▶ [Selected extract]

The IRS introduced multiple new initiatives to curb identity theft of taxpayers at its Security Summit last week, including a substantial expansion to an authentication program.
The agency said it will add 50 million verification codes as part of an W-2 tax forms pilot program in the 2017 fiscal year, IRS Commissioner John Koskinen said. The initiative will give taxpayers a 16-digit alphanumeric password to protect their information, which the IRS hopes will stop fraudsters in their tracks.
Last season, Koskinen said the IRS ran a successful pilot program with 2 million tax forms.
“We appreciate the support we’ve had from the payroll service community and the software industry on this project,” he said during a briefing for the summit. “This will be an extra layer of protection that will help taxpayers and the tax system.”
The IRS will also enhance its authentication by taking new data elements from tax returns, which will help the agency identify possible scams. Already, it has shared over 20 such elements.

▶ [Records]
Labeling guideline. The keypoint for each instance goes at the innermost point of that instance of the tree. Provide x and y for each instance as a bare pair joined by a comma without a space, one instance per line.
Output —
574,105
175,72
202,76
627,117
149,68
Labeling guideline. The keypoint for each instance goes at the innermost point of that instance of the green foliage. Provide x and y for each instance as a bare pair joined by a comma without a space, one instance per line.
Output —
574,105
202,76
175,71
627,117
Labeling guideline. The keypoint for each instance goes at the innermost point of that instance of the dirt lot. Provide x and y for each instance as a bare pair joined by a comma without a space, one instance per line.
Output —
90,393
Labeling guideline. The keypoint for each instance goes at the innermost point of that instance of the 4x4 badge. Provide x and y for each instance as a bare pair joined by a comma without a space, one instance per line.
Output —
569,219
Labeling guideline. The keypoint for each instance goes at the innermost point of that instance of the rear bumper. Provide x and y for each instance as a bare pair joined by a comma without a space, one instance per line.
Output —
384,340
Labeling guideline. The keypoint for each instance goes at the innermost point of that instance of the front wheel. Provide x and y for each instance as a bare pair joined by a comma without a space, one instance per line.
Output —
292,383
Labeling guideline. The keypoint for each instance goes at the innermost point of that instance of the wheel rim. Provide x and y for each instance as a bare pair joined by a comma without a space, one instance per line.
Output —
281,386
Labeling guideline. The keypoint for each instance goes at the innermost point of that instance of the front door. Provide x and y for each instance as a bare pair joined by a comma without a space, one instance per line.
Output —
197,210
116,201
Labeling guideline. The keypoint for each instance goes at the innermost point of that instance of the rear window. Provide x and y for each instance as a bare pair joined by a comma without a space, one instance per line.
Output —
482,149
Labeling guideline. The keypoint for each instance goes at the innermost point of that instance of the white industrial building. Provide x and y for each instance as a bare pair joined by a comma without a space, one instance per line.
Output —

▶ [Short task 1]
Answer these questions from the article on the IRS identity-theft measures:
(a) How many verification codes does the IRS plan to add in the 2017 fiscal year?
(b) How many tax forms were in last season's pilot program?
(c) How many data elements from tax returns has the IRS already shared?
▶ [Short task 2]
Print the passage of the article on the IRS identity-theft measures that begins at the words "The agency said" and ends after the words "million tax forms.".

▶ [Exercise result 1]
(a) 50 million
(b) 2 million
(c) Over 20

▶ [Exercise result 2]
The agency said it will add 50 million verification codes as part of an W-2 tax forms pilot program in the 2017 fiscal year, IRS Commissioner John Koskinen said. The initiative will give taxpayers a 16-digit alphanumeric password to protect their information, which the IRS hopes will stop fraudsters in their tracks.
Last season, Koskinen said the IRS ran a successful pilot program with 2 million tax forms.